[Text passage]
Start of Block
The World Health Organization on Thursday said the second-largest continent in the world has suffered its “worst pandemic week ever,” logging some 251,000 new infections, up 20 percent from the week before and up 12 percent from the worst of the last wave in January. Now more than 16 African countries, including some of the poorest, such as Malawi, the Democratic Republic of Congo, and Senegal, are reporting deadly surges. In some rural areas, there are still no tests available, let alone vaccines.
“A few weeks ago, we projected this milestone would be reached shortly, and it brings me no joy to be right,” WHO regional director Dr. Matshidiso Moeti said at a press conference on Thursday. “For Africa, the worst is yet to come. The end to this precipitous rise is still weeks away. Cases are doubling now every 18 days, compared with every 21 days only a week ago.”
The spike in cases has more to do with wealthy nations holding out on promised vaccines than the Delta variant, which authorities fear may mutate into a stronger African variant.
End of Block
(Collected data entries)
Start of Block
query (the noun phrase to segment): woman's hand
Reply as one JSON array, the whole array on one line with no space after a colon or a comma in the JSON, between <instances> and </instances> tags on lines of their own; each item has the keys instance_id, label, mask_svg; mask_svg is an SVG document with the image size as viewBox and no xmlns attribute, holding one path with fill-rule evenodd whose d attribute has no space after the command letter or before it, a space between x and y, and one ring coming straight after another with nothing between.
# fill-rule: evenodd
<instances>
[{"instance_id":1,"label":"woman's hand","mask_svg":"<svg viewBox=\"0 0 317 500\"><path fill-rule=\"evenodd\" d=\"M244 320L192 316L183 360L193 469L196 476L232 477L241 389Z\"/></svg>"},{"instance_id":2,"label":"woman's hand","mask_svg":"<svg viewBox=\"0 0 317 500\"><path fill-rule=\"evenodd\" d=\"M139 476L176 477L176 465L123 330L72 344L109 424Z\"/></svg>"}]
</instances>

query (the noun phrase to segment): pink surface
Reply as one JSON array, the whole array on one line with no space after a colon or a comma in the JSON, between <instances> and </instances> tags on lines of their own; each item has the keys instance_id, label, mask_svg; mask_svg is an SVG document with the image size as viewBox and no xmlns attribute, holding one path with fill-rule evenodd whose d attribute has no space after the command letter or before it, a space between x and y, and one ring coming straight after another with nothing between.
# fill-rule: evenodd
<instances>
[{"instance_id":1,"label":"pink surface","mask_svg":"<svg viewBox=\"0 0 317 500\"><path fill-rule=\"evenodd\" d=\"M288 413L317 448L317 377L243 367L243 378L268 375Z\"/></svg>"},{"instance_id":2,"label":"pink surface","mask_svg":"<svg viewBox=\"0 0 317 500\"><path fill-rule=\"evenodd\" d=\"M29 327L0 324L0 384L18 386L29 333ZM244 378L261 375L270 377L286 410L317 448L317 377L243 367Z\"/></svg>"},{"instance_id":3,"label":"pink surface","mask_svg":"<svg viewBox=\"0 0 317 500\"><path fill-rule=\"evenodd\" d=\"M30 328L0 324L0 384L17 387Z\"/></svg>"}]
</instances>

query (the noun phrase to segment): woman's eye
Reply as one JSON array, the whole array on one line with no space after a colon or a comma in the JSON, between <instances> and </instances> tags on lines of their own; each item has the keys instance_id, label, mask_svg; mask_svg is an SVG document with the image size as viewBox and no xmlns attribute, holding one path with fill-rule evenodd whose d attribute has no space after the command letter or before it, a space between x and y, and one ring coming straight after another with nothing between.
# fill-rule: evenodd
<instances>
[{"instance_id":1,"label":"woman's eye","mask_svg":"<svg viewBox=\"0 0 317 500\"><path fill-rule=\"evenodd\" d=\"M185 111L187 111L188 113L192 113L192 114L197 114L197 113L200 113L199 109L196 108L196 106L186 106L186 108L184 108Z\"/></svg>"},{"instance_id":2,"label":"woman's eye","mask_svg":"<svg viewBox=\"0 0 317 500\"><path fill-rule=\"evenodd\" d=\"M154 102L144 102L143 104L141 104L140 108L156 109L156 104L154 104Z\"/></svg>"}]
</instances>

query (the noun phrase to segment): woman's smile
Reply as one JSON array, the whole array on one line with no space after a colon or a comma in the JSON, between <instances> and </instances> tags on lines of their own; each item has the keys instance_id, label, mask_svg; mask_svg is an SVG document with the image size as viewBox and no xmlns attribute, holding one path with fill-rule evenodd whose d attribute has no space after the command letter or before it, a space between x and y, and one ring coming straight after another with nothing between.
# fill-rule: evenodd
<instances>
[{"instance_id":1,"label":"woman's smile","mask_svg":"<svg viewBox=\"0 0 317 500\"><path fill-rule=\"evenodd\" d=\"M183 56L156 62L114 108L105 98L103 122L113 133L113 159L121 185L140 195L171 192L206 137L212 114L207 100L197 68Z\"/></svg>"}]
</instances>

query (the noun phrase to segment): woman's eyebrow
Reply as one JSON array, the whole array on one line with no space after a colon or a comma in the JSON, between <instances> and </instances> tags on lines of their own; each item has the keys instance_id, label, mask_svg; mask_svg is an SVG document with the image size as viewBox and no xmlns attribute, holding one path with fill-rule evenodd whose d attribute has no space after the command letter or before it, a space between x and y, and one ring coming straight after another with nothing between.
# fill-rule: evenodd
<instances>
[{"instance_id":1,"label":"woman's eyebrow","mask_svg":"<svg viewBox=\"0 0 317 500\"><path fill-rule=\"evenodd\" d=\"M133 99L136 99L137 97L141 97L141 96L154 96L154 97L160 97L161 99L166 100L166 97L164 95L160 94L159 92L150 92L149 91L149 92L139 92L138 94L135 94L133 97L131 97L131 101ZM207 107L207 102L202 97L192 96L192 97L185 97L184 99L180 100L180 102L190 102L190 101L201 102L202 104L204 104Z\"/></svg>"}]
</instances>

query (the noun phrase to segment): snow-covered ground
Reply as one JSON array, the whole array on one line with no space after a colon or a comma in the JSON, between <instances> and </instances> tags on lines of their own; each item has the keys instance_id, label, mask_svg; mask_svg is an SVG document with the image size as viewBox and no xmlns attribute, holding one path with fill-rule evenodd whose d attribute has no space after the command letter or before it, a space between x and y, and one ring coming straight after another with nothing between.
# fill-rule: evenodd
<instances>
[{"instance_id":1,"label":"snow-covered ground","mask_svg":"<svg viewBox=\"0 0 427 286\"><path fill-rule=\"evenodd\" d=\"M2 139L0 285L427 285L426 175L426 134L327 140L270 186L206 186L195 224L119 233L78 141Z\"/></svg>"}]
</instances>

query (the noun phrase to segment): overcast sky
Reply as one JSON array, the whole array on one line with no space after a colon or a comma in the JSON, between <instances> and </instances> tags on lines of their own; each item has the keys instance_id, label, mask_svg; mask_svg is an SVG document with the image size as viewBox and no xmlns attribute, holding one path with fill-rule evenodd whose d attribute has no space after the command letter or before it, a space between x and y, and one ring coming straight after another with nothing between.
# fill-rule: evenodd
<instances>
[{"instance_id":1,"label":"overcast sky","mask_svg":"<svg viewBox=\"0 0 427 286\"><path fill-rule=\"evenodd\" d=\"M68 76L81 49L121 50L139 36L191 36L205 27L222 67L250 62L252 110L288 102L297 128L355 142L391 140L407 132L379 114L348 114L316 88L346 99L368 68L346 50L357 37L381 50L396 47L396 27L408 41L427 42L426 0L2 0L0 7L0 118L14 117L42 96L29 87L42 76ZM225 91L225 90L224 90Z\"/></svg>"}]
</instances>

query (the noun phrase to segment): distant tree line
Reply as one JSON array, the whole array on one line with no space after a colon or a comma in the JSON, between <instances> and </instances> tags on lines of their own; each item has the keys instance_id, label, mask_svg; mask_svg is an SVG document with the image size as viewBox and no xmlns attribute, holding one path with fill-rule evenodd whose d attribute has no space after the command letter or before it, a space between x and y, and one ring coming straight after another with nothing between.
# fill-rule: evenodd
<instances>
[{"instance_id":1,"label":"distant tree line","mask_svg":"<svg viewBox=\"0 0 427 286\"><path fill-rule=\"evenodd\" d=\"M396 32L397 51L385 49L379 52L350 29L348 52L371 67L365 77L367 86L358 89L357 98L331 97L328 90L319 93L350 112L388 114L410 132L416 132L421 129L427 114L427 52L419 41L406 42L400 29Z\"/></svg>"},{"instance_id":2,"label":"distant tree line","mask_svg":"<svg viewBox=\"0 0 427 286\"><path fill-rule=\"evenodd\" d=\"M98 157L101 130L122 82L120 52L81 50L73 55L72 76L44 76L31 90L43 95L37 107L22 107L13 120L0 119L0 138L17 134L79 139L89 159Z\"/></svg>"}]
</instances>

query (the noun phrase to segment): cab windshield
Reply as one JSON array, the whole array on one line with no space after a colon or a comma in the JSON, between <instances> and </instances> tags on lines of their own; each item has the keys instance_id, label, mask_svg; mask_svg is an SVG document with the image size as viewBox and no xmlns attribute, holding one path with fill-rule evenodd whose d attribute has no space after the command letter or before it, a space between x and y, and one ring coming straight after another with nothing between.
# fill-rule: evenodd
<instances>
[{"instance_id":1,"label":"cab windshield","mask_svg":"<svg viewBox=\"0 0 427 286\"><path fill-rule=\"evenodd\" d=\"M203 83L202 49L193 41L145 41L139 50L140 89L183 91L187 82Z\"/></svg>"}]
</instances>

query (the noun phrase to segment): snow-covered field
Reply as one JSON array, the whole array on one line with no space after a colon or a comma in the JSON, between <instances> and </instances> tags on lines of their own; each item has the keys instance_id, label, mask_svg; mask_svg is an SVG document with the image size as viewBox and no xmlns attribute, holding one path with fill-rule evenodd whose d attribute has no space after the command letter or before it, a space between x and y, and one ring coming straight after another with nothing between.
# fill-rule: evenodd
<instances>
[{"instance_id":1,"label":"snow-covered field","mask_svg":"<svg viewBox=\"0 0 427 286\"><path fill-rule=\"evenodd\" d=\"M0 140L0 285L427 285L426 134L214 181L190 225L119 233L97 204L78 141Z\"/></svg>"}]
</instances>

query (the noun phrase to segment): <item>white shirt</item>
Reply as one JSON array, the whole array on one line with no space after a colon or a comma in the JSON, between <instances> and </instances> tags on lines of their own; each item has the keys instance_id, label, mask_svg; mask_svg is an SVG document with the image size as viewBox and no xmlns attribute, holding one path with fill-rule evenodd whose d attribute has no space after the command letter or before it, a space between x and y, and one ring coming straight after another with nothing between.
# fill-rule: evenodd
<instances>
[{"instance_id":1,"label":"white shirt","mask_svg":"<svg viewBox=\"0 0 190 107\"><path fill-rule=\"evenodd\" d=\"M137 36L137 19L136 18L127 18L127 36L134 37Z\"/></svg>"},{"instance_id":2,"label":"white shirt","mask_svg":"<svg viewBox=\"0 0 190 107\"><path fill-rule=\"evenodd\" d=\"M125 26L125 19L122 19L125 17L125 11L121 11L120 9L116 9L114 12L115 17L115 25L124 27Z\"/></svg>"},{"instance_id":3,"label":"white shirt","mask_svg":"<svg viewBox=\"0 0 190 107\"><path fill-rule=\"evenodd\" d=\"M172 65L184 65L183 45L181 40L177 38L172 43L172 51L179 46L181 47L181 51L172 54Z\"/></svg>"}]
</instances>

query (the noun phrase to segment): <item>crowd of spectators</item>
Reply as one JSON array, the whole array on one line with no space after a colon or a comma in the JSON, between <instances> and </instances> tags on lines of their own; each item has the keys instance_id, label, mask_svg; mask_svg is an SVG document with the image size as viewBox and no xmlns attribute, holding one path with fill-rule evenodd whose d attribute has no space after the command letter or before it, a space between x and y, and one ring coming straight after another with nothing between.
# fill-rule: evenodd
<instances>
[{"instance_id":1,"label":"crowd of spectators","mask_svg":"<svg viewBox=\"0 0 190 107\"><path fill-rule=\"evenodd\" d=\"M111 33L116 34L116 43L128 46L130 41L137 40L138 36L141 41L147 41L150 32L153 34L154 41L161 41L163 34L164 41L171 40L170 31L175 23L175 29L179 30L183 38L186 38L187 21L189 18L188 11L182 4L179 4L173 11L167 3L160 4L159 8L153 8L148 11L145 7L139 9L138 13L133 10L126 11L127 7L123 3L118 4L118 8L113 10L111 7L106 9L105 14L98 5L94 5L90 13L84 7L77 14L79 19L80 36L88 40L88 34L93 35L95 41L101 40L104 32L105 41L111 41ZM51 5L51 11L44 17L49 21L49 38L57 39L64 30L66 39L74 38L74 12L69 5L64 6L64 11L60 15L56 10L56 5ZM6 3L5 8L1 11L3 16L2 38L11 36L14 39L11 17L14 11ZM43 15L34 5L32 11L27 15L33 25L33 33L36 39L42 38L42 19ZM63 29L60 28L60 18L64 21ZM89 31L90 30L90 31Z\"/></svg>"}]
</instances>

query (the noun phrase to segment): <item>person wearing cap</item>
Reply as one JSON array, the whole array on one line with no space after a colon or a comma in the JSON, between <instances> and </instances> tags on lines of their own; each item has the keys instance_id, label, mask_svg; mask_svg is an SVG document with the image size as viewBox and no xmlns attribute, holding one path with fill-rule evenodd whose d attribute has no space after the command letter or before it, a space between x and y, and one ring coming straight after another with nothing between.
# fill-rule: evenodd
End of Block
[Explore the material]
1. Reproduce the passage on Africa's pandemic surge verbatim, from "The World Health" up to and including "let alone vaccines.".
2. Pick up the passage on Africa's pandemic surge after its last sentence and keep writing it.

[Activity answers]
1.
The World Health Organization on Thursday said the second-largest continent in the world has suffered its “worst pandemic week ever,” logging some 251,000 new infections, up 20 percent from the week before and up 12 percent from the worst of the last wave in January. Now more than 16 African countries, including some of the poorest, such as Malawi, the Democratic Republic of Congo, and Senegal, are reporting deadly surges. In some rural areas, there are still no tests available, let alone vaccines.

2.
Just 66 million doses of vaccines have been delivered to all of Africa, which has a population of 1.3 billion. By comparison, more than 332 million shots have been administered in the United States, with a population of 372 million. Had even a quarter of the continent’s people been vaccinated, things might have been different, Moeti said. But there is no turning back the clock now.
“Vaccine nationalism, where a handful of nations have taken the lion’s share, is morally indefensible and an ineffective public health strategy,” Tedros Adhanom Ghebreyesus, the director general of the WHO, said this week, blaming selfish nations for the “wave of death” now engulfing Africa.